Location labeling entries
• • •
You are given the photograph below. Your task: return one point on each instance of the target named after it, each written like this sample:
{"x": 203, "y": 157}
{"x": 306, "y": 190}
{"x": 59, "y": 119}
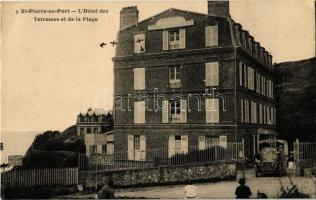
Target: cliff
{"x": 296, "y": 99}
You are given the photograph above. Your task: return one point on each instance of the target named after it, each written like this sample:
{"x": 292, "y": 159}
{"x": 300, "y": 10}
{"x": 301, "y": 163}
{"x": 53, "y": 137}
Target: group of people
{"x": 242, "y": 191}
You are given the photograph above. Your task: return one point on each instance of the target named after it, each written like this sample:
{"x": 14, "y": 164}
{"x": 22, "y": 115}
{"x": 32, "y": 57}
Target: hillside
{"x": 54, "y": 149}
{"x": 296, "y": 99}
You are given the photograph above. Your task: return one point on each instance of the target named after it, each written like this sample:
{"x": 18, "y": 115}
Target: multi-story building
{"x": 185, "y": 79}
{"x": 95, "y": 127}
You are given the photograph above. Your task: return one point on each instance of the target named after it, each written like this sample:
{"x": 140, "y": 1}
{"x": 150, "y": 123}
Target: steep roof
{"x": 169, "y": 10}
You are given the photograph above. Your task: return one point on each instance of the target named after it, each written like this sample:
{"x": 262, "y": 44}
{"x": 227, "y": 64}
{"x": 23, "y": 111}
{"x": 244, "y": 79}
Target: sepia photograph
{"x": 158, "y": 99}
• • •
_Exercise_
Rewrite every line of the entries above, requests included, shifting each x and y coordinate in the answers by -73 and keeping the numbers in the requests' format samples unchanged. Leave the picture out of your output.

_Worked answer_
You are given the photograph below. Your task: return one point on each instance of the target named after it, each written like this sample:
{"x": 203, "y": 157}
{"x": 306, "y": 190}
{"x": 59, "y": 119}
Target: cliff
{"x": 223, "y": 26}
You are given the photograph above. Your task: return one point on each instance of the target named after it, each written like this sample:
{"x": 292, "y": 159}
{"x": 300, "y": 10}
{"x": 301, "y": 163}
{"x": 53, "y": 137}
Target: group of people
{"x": 169, "y": 118}
You are given the photograph above. Your task: return one point on each instance of the target named after it, each written like this sample:
{"x": 14, "y": 164}
{"x": 22, "y": 115}
{"x": 32, "y": 57}
Target: hillside
{"x": -19, "y": 76}
{"x": 223, "y": 26}
You are given the photograph above. Your task: return one point on each instance of the target named after it, each written like this sample:
{"x": 18, "y": 115}
Target: multi-story building
{"x": 112, "y": 6}
{"x": 22, "y": 54}
You are given the photograph above. Your task: return one point on each instance of the target named after it, each written like this sample:
{"x": 140, "y": 1}
{"x": 150, "y": 123}
Target: steep roof
{"x": 96, "y": -63}
You are given the photograph above. Your task: return one point on each instance of the target named after it, each written like this sample:
{"x": 262, "y": 44}
{"x": 227, "y": 64}
{"x": 23, "y": 111}
{"x": 244, "y": 79}
Target: sepia photograph
{"x": 85, "y": 26}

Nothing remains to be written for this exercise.